PASSAGE PROVIDED ->

# # # # # # #

Last August Sheik Qaradawi seemed to imply that all Americans in Iraq
could be targets. Asked whether that included civilians, the sheik
responded with a question, "Are there civilians in Iraq?" In the
ensuing uproar across the region he issued a clarification, suggesting
that he meant only those who abetted the occupation, and pointed out
that he had previously condemned beheadings.
Yet late last month, right after the renewed United States assault on
Falluja, the sheik again put the Islamic seal of approval on anyone
fighting back.
"Resistance is a legitimate matter - even more, it is a duty," he said
on television.
While few Muslims argue with the right to resist a military occupation,
the problem is that such sweeping, ill-defined statements are
interpreted as a mandate to undertake any violence, no matter how
vicious.
"You condemn the beheading and then on a different question you say
anybody who supports the occupation is worth fighting," said Jamal
Khashoggi, a Saudi expert on Islamic movements. "So the message does
not sink in."
In November, 26 prominent Saudi clerics signed a petition supporting
the "defensive jihad" in Iraq. Although their statement ruled out
attacking relief workers or other uninvolved parties, it was
interpreted as a signal for Saudis to volunteer. Osama bin Laden and
his followers emerged from a similar call 25 years ago to fight in
Afghanistan, a fight that they subsequently spread around the globe.
The discussion on the reinterpretation of Islam remains largely
confined to an intellectual elite, but even raising the topic erodes
the taboo that the religion and those schooled in it are somehow
infallible. There are no opinion polls on the subject, but in talking
to people on the streets, one gets the sense that they are grappling
with these issues within their own understanding of their faith.
Some utterly reject any criticism and immediately identify Prime
Minister Ariel Sharon and President Bush as those bearing the most
responsibility for the butchery. They inevitably also mention the abuse
of prisoners at Abu Ghraib as needing to be avenged.

# # # # # # #

TO-DO LIST ->
(a) Name every person mentioned in the passage on clerics and resistance in Iraq.
(b) Rewrite the passage on clerics and resistance in Iraq from "Last August Sheik" up to and including "fighting back.", putting "outcry" in place of "uproar".
(c) Write a continuation of the passage on clerics and resistance in Iraq, starting right after its final sentence.
The items that follow have no connection to the passage on clerics and resistance in Iraq.

# # # # # # #

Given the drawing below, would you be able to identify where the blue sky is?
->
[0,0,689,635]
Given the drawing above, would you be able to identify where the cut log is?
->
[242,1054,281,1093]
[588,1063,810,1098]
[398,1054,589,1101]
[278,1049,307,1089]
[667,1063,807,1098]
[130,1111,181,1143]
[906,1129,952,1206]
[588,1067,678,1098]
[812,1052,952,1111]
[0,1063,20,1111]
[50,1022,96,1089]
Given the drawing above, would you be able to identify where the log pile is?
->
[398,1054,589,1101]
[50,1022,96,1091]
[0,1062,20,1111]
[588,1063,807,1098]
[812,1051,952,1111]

# # # # # # #

TASK RESPONSES ->
(a) Sheik Qaradawi, Jamal Khashoggi, Osama bin Laden, Ariel Sharon, President Bush

(b)
Last August Sheik Qaradawi seemed to imply that all Americans in Iraq
could be targets. Asked whether that included civilians, the sheik
responded with a question, "Are there civilians in Iraq?" In the
ensuing outcry across the region he issued a clarification, suggesting
that he meant only those who abetted the occupation, and pointed out
that he had previously condemned beheadings.
Yet late last month, right after the renewed United States assault on
Falluja, the sheik again put the Islamic seal of approval on anyone
fighting back.

(c)
But others exhibit a certain introspection.
One sense of the growing public dismay in the Arab world is the muted
reaction to the Falluja assault last month compared with the one six
months ago. This has been partly attributed to the atrocities committed
by the insurgents, including suicide attacks killing many Iraqis.
The wide public sympathy enjoyed by those fighting the American or
Israeli soldiers, however, makes it difficult to mount any campaign
against violence and terrorism, advocates of a change say.
Proponents of jihad argue that it is only natural for Iraqis and
Palestinians to fight back, and point to what they call American
hypocrisy.
Sheik Khalil al-Mais, the mufti of Zahle and the Bekaa region in
Lebanon, compares the treatment of two despots, Saddam Hussein and
Muammar el-Qaddafi, both with a long history of abusing dissidents and
other ills. One did not yield to the West, while the other abandoned
his unconventional weapons programs.
"Qaddafi bought his way out, but Qaddafi is still Qaddafi," the sheik
said, donning his carefully wrapped white turban before leaving to
deliver a Friday Prayer sermon. "Why did they put Saddam in jail and
leave Qaddafi in power? America should not talk about principles."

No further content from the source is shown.